• [Passage for review]
Getting Unstuck (Or So I Thought)
May 26, 2014 § 4 Comments
And I thought I wasn’t going to do a personal update till after June ha! I do need to do this. It’s part of the process.
It’s glaringly obvious that I went on a hiatus. I didn’t mean to really. It kinda just happened. I didn’t even notice until lately. Not only did I not blog, I also stopped watching my weeklies and all my other routines. I was online in social media even lesser than I used to. The only thing I did was read and I’m not even willing to check those books in to Goodreads, lol.
I was in a kind of something, emotionally. I’m calling it “something” because I wasn’t able to pinpoint what it really was until two weeks ago. For 5 weeks, my feelings alternate around large amounts of anger, melancholia, and general unhappiness. I had small douses of laughter and amusement, but even those felt fake. And when I’m not feeling those, I felt like a zombie. The negative feelings outweighed the positive ones.
I think I am usually a positive person and feeling how I felt the past month was not going well with me. It became unhealthy. I was highly irritated at work. This mainly can be attributed to my co-workers lack of commendable work ethics (this is me trying to be not so negative when I really just want to diss them). However, if I was in a different disposition, I would have been patient towards them. Surprisingly, I was still productive at work (at least my work ethics weren’t affected). I was different at home, where I was highly unproductive. I spent most of my time home, sleeping and lazing around. I didn’t talk to my friends much too. Even when I’m out with them. Oh, I was there but not really there.

• [Your instructions] Copy the blog post from "I think I am" up to and including "not really there.", substituting "frustrated" for "irritated".

• [Records]
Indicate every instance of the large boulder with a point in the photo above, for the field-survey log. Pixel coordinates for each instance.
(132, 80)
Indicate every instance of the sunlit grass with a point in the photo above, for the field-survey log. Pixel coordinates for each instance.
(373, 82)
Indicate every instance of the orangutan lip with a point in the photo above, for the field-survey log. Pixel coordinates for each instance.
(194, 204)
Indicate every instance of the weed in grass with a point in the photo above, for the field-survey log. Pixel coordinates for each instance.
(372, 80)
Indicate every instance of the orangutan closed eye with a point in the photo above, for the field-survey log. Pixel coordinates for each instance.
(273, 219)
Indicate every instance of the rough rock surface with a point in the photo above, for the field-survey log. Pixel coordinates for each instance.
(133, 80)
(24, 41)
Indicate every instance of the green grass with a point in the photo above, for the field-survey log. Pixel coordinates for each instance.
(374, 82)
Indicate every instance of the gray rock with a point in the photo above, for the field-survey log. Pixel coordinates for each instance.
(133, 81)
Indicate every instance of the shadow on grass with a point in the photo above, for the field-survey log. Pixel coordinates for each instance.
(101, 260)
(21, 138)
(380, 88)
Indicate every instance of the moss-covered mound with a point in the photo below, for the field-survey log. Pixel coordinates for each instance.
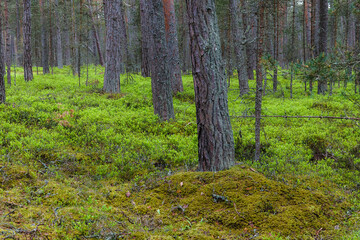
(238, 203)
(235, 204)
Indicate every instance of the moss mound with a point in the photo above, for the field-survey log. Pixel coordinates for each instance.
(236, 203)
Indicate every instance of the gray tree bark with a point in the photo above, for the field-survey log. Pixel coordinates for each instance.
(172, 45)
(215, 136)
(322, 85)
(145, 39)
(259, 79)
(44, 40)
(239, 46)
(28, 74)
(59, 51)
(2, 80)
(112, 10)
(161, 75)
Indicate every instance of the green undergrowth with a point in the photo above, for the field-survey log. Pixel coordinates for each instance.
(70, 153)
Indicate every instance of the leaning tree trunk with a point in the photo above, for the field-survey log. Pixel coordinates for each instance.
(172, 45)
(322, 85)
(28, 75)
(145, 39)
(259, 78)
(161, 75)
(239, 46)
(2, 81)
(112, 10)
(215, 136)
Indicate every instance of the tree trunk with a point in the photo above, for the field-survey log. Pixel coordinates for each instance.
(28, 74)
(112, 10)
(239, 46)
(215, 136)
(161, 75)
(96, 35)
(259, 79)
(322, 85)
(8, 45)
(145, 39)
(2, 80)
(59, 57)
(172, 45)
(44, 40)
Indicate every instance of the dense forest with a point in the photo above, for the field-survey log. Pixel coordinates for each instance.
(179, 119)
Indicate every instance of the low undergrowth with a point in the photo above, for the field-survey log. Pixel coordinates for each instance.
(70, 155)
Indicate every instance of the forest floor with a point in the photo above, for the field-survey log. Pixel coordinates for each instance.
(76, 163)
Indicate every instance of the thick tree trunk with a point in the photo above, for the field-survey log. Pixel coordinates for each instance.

--

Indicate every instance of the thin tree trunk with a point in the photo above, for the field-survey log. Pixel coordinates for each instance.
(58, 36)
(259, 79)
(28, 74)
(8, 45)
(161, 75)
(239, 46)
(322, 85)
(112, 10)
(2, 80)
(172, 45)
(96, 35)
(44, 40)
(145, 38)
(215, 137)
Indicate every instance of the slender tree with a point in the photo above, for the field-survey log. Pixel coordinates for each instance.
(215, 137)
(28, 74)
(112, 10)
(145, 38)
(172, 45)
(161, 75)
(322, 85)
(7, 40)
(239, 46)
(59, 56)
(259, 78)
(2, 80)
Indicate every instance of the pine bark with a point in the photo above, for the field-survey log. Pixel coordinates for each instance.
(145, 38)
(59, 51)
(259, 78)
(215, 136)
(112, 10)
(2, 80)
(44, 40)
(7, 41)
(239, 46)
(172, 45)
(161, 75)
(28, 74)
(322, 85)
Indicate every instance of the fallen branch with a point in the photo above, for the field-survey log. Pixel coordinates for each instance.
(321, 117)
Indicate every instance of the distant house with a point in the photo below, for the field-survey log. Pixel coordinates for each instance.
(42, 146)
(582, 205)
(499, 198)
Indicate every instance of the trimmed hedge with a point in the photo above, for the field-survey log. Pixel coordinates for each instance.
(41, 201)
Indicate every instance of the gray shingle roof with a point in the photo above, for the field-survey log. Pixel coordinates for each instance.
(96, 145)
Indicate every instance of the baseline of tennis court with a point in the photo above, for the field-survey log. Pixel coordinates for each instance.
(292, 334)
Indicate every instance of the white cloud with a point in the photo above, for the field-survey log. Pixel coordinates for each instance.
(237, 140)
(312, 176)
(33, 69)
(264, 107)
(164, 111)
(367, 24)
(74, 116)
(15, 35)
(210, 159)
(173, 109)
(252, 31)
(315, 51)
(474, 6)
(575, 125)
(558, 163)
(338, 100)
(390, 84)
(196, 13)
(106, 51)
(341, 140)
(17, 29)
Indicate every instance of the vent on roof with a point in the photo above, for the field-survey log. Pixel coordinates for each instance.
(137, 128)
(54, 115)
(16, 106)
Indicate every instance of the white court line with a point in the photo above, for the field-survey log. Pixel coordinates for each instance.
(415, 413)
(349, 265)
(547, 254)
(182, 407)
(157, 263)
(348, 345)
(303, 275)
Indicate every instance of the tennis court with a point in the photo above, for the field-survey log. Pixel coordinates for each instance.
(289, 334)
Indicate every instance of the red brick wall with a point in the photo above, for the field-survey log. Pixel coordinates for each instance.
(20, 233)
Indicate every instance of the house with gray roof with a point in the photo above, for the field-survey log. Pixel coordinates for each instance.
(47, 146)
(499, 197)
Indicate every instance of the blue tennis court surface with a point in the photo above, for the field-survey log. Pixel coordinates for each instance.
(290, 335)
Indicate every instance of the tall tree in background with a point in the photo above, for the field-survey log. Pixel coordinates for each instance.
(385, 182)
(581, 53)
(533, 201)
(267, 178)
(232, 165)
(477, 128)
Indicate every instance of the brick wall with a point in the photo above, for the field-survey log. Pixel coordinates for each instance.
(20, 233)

• [Reply to the exercise]
I think I am usually a positive person and feeling how I felt the past month was not going well with me. It became unhealthy. I was highly frustrated at work. This mainly can be attributed to my co-workers lack of commendable work ethics (this is me trying to be not so negative when I really just want to diss them). However, if I was in a different disposition, I would have been patient towards them. Surprisingly, I was still productive at work (at least my work ethics weren’t affected). I was different at home, where I was highly unproductive. I spent most of my time home, sleeping and lazing around. I didn’t talk to my friends much too. Even when I’m out with them. Oh, I was there but not really there.